A coalition of 17 state attorneys general has joined a federal lawsuit challenging Biden administration rules that allegedly violate the Second Amendment by regulating unfinished, non-functional firearm components the same as finished firearms.
The legal action was filed in U.S. District Court for the District of North Dakota. The case is known as Morehouse Enterprises, et.al. v. ATF.
Plaintiffs in the legal action are Morehouse Enterprises,LLC, Gun Owners of America, and Gun Owners Foundation. Attorneys general now participating in the lawsuit are those in Alaska, Arizona, Arkansas, Idaho, Indiana, Kansas, Kentucky, Louisiana, Missouri, Montana, Nebraska, Oklahoma, South Carolina, Texas, Utah, West Virginia and Wyoming.
According to the complaint, plaintiffs are seeking a preliminary injunction “to preserve the status quo,” followed by a declaratory judgment and permanent injunction restraining ATF from enforcing various parts of an omnibus rule scheduled to take effect Aug. 24.
The complaint also alleges the federal Bureau of Alcohol, Tobacco, Firearms and Explosives would have firearms retailers retain their sales records beyond the current 20-year limit, essentially leading to a de facto gun registry.
According to Montana Attorney General Austin Knudsen, one of the AG’s joined in the lawsuit, “This rule infringes on every American’s right to assemble firearms for their own use – a long-held tradition dating back to the founding of our nation. Criminals will ignore this rule and it will not make Montanans safer. It will, however, shut down firearm companies, allow the government to end online sales of parts, and expand federal access to gun owner data – all without congressional approval.”
In a prepared statement, Knudsen’s office asserted, “If allowed to go into effect, the rule could force firearm manufactures to reduce their workforces or even close their doors. The ATF itself estimated its regulation would shutdown 35 businesses at a cost of $1.1 million. However, the economic costs and burden will likely be much greater: hundreds of millions of dollars of sales could be lost and thousands may lose their jobs if the final rule takes effect.”
A news release from South Carolina Attorney General Alan Wilson, quoted by WDPE, said the rulemaking “threatens the privacy of every gun owner in the country.”

──────

Aim of the exercise:
Write out the lawsuit article word for word, starting at "A coalition of" up to and including "Virginia and Wyoming.".

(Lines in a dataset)

──────

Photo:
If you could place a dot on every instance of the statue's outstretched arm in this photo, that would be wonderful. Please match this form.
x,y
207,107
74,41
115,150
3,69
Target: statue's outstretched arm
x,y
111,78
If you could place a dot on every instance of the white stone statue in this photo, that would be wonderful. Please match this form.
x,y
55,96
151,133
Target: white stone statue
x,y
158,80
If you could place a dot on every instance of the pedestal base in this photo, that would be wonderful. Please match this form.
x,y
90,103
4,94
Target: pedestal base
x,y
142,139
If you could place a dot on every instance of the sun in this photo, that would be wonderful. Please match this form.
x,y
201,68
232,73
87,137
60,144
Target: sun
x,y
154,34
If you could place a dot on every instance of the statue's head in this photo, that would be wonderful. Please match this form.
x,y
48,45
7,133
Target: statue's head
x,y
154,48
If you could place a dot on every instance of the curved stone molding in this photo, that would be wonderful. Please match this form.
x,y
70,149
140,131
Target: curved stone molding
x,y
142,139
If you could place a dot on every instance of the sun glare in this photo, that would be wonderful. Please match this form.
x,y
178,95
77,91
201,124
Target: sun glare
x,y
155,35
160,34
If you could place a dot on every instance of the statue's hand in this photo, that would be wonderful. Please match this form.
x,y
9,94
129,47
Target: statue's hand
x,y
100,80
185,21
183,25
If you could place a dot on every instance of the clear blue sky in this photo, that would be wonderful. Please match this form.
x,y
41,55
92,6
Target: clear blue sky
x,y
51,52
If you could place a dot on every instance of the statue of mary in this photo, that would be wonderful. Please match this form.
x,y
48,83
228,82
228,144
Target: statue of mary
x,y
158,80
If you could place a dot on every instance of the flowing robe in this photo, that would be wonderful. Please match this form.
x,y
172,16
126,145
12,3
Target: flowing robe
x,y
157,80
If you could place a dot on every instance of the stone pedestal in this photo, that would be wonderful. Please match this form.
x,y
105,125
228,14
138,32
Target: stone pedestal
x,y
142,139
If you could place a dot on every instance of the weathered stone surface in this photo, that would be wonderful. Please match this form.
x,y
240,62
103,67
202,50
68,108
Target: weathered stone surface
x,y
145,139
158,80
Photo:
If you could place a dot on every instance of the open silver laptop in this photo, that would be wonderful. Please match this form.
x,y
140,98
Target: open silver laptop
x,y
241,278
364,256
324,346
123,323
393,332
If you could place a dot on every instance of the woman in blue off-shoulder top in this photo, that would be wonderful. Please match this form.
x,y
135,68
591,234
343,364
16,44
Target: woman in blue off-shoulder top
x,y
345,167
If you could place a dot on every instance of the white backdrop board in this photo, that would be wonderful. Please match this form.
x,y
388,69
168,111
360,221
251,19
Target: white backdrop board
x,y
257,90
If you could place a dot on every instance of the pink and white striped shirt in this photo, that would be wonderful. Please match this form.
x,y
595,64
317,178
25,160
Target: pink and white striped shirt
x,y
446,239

──────

Expected answer:
A coalition of 17 state attorneys general has joined a federal lawsuit challenging Biden administration rules that allegedly violate the Second Amendment by regulating unfinished, non-functional firearm components the same as finished firearms.
The legal action was filed in U.S. District Court for the District of North Dakota. The case is known as Morehouse Enterprises, et.al. v. ATF.
Plaintiffs in the legal action are Morehouse Enterprises,LLC, Gun Owners of America, and Gun Owners Foundation. Attorneys general now participating in the lawsuit are those in Alaska, Arizona, Arkansas, Idaho, Indiana, Kansas, Kentucky, Louisiana, Missouri, Montana, Nebraska, Oklahoma, South Carolina, Texas, Utah, West Virginia and Wyoming.